- Set task -
Below is the data. Give it again, complete and exact.

-- Begin Records for the task --

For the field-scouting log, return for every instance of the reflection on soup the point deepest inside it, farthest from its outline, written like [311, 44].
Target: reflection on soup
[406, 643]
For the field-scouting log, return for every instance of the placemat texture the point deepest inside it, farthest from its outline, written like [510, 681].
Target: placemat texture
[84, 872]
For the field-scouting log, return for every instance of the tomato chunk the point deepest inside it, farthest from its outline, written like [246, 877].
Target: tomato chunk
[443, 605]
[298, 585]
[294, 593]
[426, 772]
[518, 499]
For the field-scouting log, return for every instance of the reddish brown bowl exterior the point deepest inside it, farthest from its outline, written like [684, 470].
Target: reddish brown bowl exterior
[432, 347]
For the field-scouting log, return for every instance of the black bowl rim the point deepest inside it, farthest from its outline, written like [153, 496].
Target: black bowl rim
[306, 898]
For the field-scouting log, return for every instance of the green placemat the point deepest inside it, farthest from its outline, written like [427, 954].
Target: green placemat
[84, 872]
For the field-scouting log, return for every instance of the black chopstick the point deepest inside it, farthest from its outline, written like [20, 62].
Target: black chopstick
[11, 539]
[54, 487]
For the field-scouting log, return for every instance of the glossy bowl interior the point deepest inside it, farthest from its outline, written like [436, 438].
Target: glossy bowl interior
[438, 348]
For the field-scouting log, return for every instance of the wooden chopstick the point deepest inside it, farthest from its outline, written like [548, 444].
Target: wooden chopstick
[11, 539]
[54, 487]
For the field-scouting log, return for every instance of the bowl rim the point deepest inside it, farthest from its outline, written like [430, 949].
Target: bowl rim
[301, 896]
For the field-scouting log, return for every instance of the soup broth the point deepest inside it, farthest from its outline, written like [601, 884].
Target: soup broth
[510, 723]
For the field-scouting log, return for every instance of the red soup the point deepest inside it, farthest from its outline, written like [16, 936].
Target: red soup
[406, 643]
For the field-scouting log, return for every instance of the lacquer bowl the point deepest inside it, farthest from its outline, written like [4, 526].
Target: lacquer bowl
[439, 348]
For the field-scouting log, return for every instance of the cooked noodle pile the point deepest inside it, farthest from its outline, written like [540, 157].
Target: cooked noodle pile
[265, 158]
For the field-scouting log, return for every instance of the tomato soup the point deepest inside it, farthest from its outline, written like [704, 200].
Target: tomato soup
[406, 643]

-- End Records for the task --

- Answer -
For the field-scouting log, return for every instance of the reflection on soup the point deepest inside it, farthest from its outline, written like [311, 44].
Target: reflection on soup
[406, 643]
For the field-scouting log, return for every instance of the placemat texture the point deepest inside it, farthest from its outline, written like [510, 681].
Target: placemat texture
[84, 872]
For the field-scouting log, return for every instance of the tomato chunk the point deepest inside it, farthest from its outline, written like [246, 877].
Target: tomato chunk
[443, 605]
[298, 585]
[294, 593]
[426, 772]
[518, 499]
For the field-scouting log, return for every instance of the reddish brown bowl exterior the point deepest inside it, farthest from its outline, written like [684, 470].
Target: reddish brown bowl exterior
[432, 347]
For the field-scouting log, return for every instance of the black bowl rim the point deepest inside it, farthest from its outline, written like [153, 496].
Target: black bowl rim
[306, 898]
For the field-scouting log, return for every instance of the green placemat the point deepest inside it, farthest from its outline, written like [427, 954].
Target: green placemat
[84, 872]
For the field-scouting log, return for every instance of the black chopstick the point deepest inside it, farthest from its outline, written like [20, 62].
Target: black chopstick
[11, 539]
[54, 487]
For the field-scouting log, return for every instance of the glossy bowl interior the point deepest inside it, farthest from its outline, written like [436, 438].
Target: glossy bowl interior
[438, 348]
For the field-scouting log, return for every instance of the wooden chopstick the point deepest inside it, farthest from its outline, written like [548, 444].
Target: wooden chopstick
[11, 539]
[54, 487]
For the field-scouting log, return for every instance of the bowl rim the point deepest inside it, farthest from its outline, written like [430, 949].
Target: bowl rim
[301, 896]
For the field-scouting log, return for every instance of the soup broth the point deepest inside it, farthest from its outline, written like [601, 884].
Target: soup broth
[510, 723]
For the field-scouting log, return for every instance of the red soup the point deepest inside it, farthest from its outline, written like [16, 936].
Target: red soup
[406, 643]
For the field-scouting log, return for every instance of the lacquer bowl the point deepest inside it, farthest from its outline, written like [4, 526].
Target: lacquer bowl
[439, 348]
For the field-scouting log, return for every instance of the cooked noodle pile the point deepest inside it, farthest from its outline, written like [540, 157].
Target: cooked noodle pile
[265, 158]
For the field-scouting log, return for every instance of the tomato soup the point deepest inside it, farthest from its outline, written like [704, 200].
Target: tomato soup
[406, 643]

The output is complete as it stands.